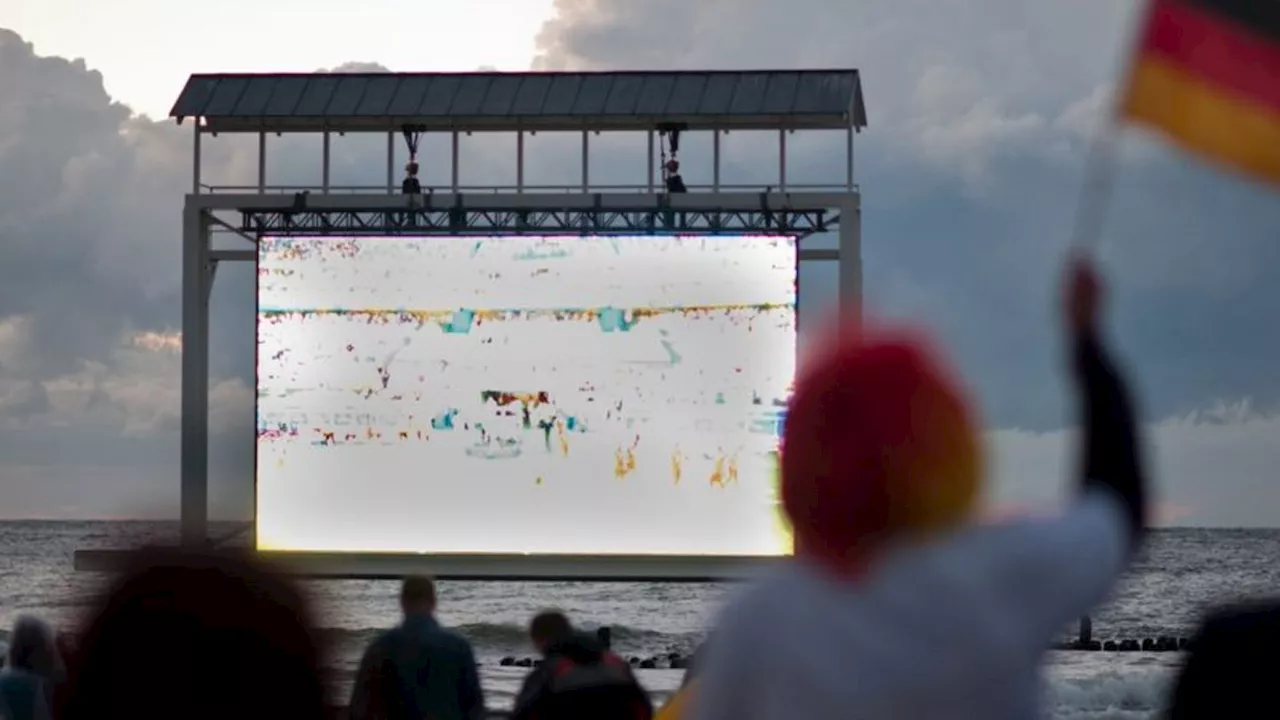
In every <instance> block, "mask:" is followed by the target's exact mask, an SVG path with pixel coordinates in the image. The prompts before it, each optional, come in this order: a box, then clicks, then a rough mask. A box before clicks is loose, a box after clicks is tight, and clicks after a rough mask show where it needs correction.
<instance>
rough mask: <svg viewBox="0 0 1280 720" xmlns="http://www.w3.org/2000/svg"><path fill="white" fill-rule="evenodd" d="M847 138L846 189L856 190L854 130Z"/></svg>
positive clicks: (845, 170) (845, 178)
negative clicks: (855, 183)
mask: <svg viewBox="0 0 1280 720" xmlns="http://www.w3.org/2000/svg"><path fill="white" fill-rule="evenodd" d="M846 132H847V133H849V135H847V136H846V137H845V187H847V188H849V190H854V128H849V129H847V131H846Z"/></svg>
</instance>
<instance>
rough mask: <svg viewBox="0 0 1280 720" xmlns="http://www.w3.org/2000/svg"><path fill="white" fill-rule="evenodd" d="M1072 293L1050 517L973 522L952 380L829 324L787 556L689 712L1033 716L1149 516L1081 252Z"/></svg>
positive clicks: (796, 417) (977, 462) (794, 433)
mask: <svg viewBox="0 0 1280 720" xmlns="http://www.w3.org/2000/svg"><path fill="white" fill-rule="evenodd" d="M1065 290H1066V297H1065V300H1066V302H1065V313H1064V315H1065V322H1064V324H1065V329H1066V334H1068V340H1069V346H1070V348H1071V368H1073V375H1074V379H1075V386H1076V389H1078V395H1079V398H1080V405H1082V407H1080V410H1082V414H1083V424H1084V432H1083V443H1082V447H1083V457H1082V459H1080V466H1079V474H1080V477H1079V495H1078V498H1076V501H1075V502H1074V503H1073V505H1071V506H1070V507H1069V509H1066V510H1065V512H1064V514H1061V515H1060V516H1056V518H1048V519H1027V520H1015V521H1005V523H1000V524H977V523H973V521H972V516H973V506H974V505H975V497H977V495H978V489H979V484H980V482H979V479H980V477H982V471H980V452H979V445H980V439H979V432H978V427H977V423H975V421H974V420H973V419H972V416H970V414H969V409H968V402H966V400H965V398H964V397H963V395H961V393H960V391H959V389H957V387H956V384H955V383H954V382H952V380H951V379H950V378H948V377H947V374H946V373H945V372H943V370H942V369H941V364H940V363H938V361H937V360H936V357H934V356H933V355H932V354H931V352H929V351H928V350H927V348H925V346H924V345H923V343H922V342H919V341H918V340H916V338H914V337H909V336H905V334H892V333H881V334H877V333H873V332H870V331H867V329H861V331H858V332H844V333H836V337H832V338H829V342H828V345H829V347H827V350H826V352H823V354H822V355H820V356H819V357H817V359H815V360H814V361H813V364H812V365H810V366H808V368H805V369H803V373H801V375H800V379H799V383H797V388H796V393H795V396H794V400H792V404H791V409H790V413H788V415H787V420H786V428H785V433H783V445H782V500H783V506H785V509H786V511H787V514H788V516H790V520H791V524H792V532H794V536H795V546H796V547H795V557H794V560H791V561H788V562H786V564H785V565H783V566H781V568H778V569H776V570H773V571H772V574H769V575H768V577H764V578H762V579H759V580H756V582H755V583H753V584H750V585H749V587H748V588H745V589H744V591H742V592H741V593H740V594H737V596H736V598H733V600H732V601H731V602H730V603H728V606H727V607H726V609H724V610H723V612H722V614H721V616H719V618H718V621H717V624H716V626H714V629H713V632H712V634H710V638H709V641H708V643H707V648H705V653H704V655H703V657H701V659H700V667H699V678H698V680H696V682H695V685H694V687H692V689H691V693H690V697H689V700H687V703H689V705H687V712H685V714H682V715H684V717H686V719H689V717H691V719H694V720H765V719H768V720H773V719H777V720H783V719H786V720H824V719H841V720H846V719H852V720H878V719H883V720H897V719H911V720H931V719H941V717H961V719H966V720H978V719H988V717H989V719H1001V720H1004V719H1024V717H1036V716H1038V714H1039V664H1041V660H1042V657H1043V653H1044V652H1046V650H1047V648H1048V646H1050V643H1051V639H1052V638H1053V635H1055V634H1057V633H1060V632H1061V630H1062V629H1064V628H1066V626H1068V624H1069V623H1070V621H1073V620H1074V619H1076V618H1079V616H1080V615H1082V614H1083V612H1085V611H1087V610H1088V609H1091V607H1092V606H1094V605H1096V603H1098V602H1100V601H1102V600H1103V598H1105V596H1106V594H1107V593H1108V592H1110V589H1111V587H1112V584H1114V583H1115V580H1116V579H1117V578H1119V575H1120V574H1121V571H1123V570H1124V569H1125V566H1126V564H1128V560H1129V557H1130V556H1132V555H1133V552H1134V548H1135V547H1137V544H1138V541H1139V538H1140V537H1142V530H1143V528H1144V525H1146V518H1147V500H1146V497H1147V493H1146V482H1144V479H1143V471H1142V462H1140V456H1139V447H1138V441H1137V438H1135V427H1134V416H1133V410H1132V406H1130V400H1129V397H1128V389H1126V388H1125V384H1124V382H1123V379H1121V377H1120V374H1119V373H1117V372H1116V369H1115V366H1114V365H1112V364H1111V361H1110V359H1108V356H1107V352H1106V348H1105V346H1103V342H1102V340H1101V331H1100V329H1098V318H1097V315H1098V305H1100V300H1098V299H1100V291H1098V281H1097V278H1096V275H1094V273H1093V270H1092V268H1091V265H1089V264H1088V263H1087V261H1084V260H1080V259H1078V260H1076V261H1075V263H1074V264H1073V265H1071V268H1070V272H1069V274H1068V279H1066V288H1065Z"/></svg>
════
▶ **PROBLEM TO SOLVE**:
Write out every line of the preceding listing that contains "rough".

▶ **TASK SOLUTION**:
In every <instance> block, "mask:" is followed by the target's exact mask, an SVG path with pixel coordinates in the image. The prompts before it, each optional, come in this order: a box, then clicks, then a rough mask. A box before clicks is loose, a box after clicks is tight, and clicks after a rough mask show where it needs correction.
rough mask: <svg viewBox="0 0 1280 720" xmlns="http://www.w3.org/2000/svg"><path fill="white" fill-rule="evenodd" d="M847 138L846 189L856 190L854 130Z"/></svg>
rough mask: <svg viewBox="0 0 1280 720" xmlns="http://www.w3.org/2000/svg"><path fill="white" fill-rule="evenodd" d="M1072 293L1050 517L973 522L952 380L829 324L787 556L689 712L1033 716L1149 516L1081 252Z"/></svg>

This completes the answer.